--- START RAW DATA ---

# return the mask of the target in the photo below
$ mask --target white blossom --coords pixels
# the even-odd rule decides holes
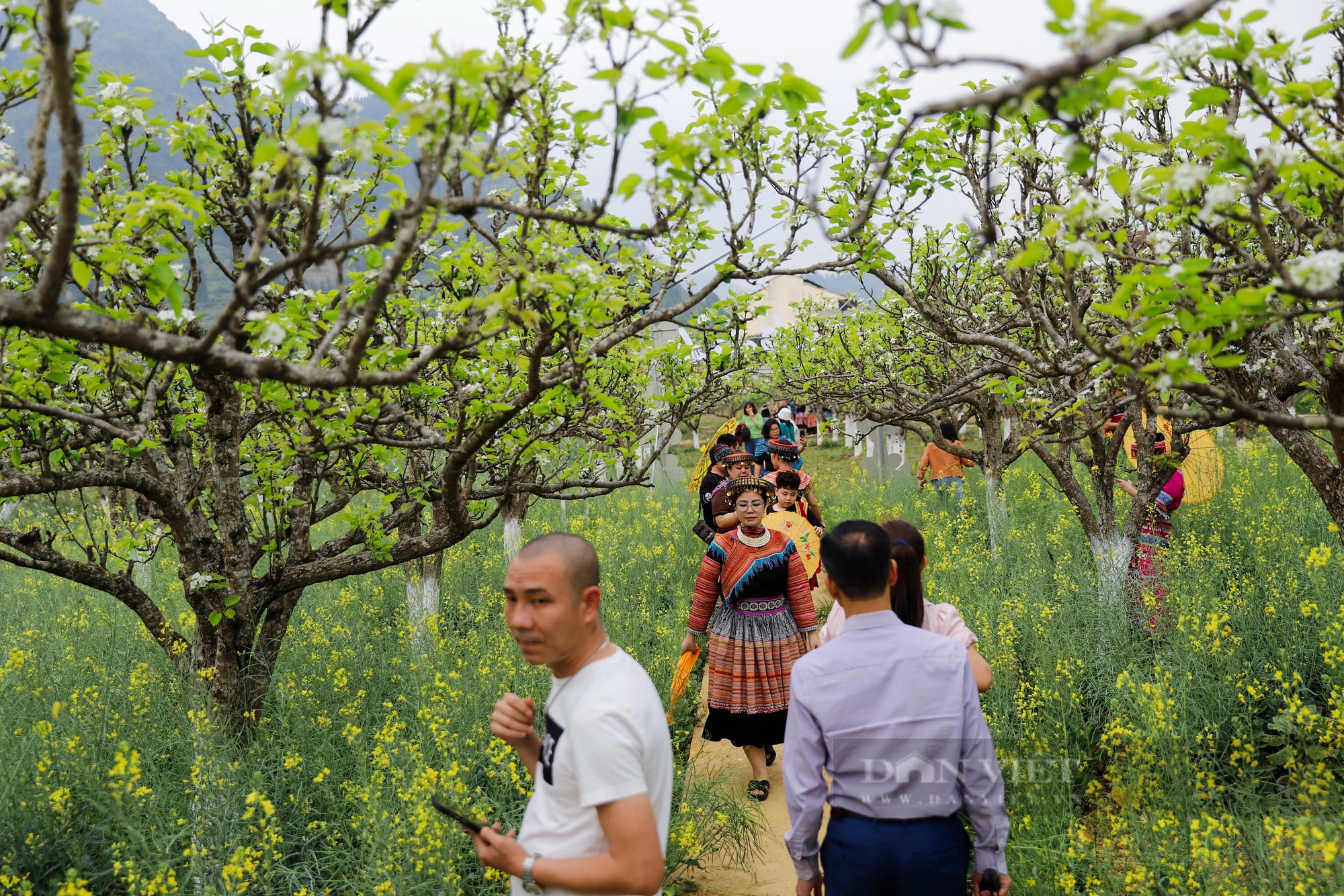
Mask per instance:
[[[261,341],[280,345],[285,341],[285,328],[276,321],[270,321],[261,332]]]
[[[339,144],[345,136],[345,122],[340,118],[328,118],[317,128],[317,134],[323,142]]]
[[[161,308],[159,309],[159,320],[164,324],[176,324],[177,326],[181,326],[196,320],[196,312],[190,308],[183,308],[176,312],[171,308]]]
[[[1189,192],[1204,183],[1207,176],[1208,168],[1204,165],[1183,161],[1176,165],[1176,171],[1172,172],[1172,188],[1179,189],[1183,193]]]
[[[950,21],[961,21],[962,15],[961,4],[957,0],[938,0],[938,3],[929,7],[930,19],[946,19]]]
[[[1297,150],[1288,144],[1269,144],[1261,148],[1259,157],[1266,165],[1282,168],[1297,161]]]
[[[1199,219],[1210,220],[1215,218],[1218,207],[1236,201],[1236,188],[1231,184],[1210,184],[1208,189],[1204,191],[1204,207],[1199,211]]]
[[[1090,258],[1094,262],[1101,261],[1101,253],[1097,250],[1097,247],[1083,239],[1075,239],[1074,242],[1068,243],[1067,246],[1064,246],[1064,251],[1073,253],[1075,255],[1082,255],[1083,258]]]
[[[1344,270],[1344,253],[1327,249],[1314,255],[1304,255],[1294,259],[1288,270],[1301,286],[1318,293],[1339,283],[1340,271]]]

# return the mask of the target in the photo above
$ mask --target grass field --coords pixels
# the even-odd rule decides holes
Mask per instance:
[[[808,453],[827,519],[919,524],[929,596],[961,609],[995,666],[984,707],[1015,892],[1344,889],[1344,567],[1273,443],[1228,449],[1218,498],[1177,512],[1171,625],[1153,635],[1098,604],[1078,524],[1032,465],[1007,477],[996,562],[974,473],[958,517],[905,473],[868,482],[845,455]],[[613,639],[665,689],[700,553],[692,496],[630,490],[566,510],[563,527],[602,557]],[[547,505],[524,535],[560,525]],[[504,892],[427,805],[450,793],[512,825],[526,803],[488,711],[547,680],[503,626],[501,576],[497,532],[457,545],[442,613],[419,637],[399,572],[313,588],[261,733],[237,744],[129,611],[0,571],[0,891]],[[169,618],[185,610],[169,563],[156,586]],[[675,813],[669,880],[712,850],[782,849],[754,844],[754,806],[706,771],[679,767]]]

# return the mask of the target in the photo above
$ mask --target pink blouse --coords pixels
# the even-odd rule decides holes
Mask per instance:
[[[957,607],[950,603],[930,603],[927,598],[925,599],[925,623],[919,627],[934,634],[945,634],[949,638],[954,638],[964,647],[969,647],[980,641],[976,633],[966,627],[961,614],[957,613]],[[841,631],[844,631],[844,607],[837,600],[831,607],[827,623],[821,627],[821,643],[825,643]]]

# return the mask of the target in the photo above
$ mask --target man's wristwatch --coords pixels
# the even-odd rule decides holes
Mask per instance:
[[[523,889],[526,889],[530,893],[544,892],[540,887],[538,887],[536,881],[532,880],[532,864],[538,858],[540,858],[540,856],[538,853],[532,853],[531,856],[523,860]]]

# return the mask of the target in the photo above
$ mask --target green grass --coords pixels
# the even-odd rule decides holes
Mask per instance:
[[[925,531],[930,598],[961,609],[995,666],[984,708],[1008,778],[1015,892],[1344,888],[1339,537],[1277,447],[1226,451],[1223,492],[1176,514],[1169,625],[1152,634],[1098,603],[1073,512],[1032,463],[1007,477],[996,563],[978,473],[958,517],[906,470],[876,484],[843,447],[808,451],[829,523],[903,516]],[[700,553],[694,496],[630,490],[566,510],[602,556],[613,639],[665,689]],[[524,535],[559,525],[547,505]],[[501,576],[497,532],[452,549],[442,613],[418,639],[396,571],[313,588],[261,732],[237,744],[129,611],[0,571],[0,891],[55,893],[73,872],[108,893],[504,892],[427,807],[445,791],[513,825],[526,805],[527,779],[487,723],[505,689],[542,695],[547,678],[508,638]],[[185,610],[171,567],[156,586],[169,618]],[[673,877],[707,850],[782,849],[754,842],[754,805],[694,778],[679,768]]]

--- END RAW DATA ---

§ **GIVEN REQUEST**
Output all the records, word for word, with no pictures in the copy.

§ **THE SOLUTION**
# return the mask of the target in the photo below
$ mask --target white blossom --coords pixels
# the even-odd rule decides holes
Mask per instance:
[[[261,341],[280,345],[285,341],[285,328],[276,321],[270,321],[261,332]]]
[[[339,144],[345,136],[345,122],[340,118],[328,118],[317,128],[317,134],[323,142]]]
[[[161,308],[159,309],[159,320],[164,324],[176,324],[177,326],[181,326],[196,320],[196,312],[190,308],[183,308],[176,312],[171,308]]]
[[[1189,192],[1204,183],[1207,176],[1208,168],[1204,165],[1183,161],[1176,165],[1176,171],[1172,172],[1172,188],[1179,189],[1183,193]]]
[[[950,21],[961,21],[962,15],[961,4],[957,0],[938,0],[938,3],[929,7],[930,19],[946,19]]]
[[[1297,150],[1288,144],[1269,144],[1261,148],[1259,157],[1266,165],[1282,168],[1297,161]]]
[[[1199,219],[1210,220],[1215,218],[1218,207],[1236,201],[1236,188],[1231,184],[1210,184],[1208,189],[1204,191],[1204,207],[1199,211]]]
[[[1090,258],[1094,262],[1101,261],[1101,253],[1097,250],[1097,247],[1083,239],[1075,239],[1074,242],[1068,243],[1067,246],[1064,246],[1064,251],[1073,253],[1075,255],[1082,255],[1083,258]]]
[[[1344,270],[1344,253],[1327,249],[1314,255],[1304,255],[1294,259],[1288,270],[1301,286],[1318,293],[1339,283],[1340,271]]]

# return the mask of the target in the photo above
$ mask --target grass field --coords pixels
# the even-odd rule decides holes
Mask per instance:
[[[808,453],[827,519],[919,524],[929,596],[961,609],[995,666],[984,707],[1015,892],[1344,889],[1344,567],[1273,443],[1228,449],[1218,498],[1177,512],[1171,625],[1153,635],[1098,604],[1078,524],[1032,465],[1007,477],[996,562],[974,473],[958,517],[905,473],[868,482],[845,455]],[[613,639],[665,689],[700,553],[692,496],[630,490],[566,510],[563,527],[602,557]],[[547,505],[524,535],[560,525]],[[504,892],[427,805],[450,793],[512,825],[526,803],[488,711],[547,680],[503,626],[501,576],[497,532],[457,545],[442,613],[419,637],[399,572],[313,588],[261,733],[237,744],[129,611],[0,571],[0,891]],[[169,618],[185,610],[169,563],[156,586]],[[675,813],[669,880],[712,850],[782,849],[754,844],[754,806],[706,771],[679,767]]]

# return the mask of the target in the photo above
$ mask --target pink blouse --coords pixels
# the even-odd rule decides holes
Mask per instance:
[[[957,607],[950,603],[930,603],[927,598],[925,599],[925,623],[919,627],[934,634],[945,634],[949,638],[954,638],[964,647],[969,647],[980,641],[976,633],[966,627],[961,614],[957,613]],[[841,631],[844,631],[844,607],[837,600],[831,607],[827,623],[821,627],[821,643],[825,643]]]

# return the mask of the target in the photo above
$ mask --target man's wristwatch --coords pixels
# the even-odd rule decides holes
Mask per instance:
[[[523,889],[526,889],[530,893],[544,892],[540,887],[538,887],[536,881],[532,880],[532,864],[538,858],[540,858],[540,856],[538,853],[532,853],[531,856],[523,860]]]

# return the mask of the target in the photo above
$ mask --target green grass --coords pixels
# the even-odd rule decides holes
Mask per instance:
[[[925,531],[930,598],[961,609],[995,666],[984,708],[1008,778],[1015,892],[1344,888],[1339,537],[1277,447],[1226,451],[1223,492],[1176,514],[1169,625],[1152,634],[1098,603],[1073,512],[1032,463],[1007,477],[996,563],[978,473],[958,517],[906,470],[876,484],[843,447],[808,451],[829,523],[903,516]],[[700,553],[694,496],[630,490],[566,510],[602,556],[613,639],[665,689]],[[524,535],[559,525],[547,505]],[[501,576],[497,532],[452,549],[442,613],[418,639],[396,571],[313,588],[261,732],[237,744],[129,611],[0,571],[0,891],[55,893],[73,872],[108,893],[504,892],[427,807],[445,791],[513,825],[526,805],[527,779],[487,723],[505,689],[542,695],[547,678],[508,638]],[[185,610],[171,567],[156,586],[169,618]],[[673,877],[707,850],[782,849],[754,842],[754,805],[694,778],[679,768]]]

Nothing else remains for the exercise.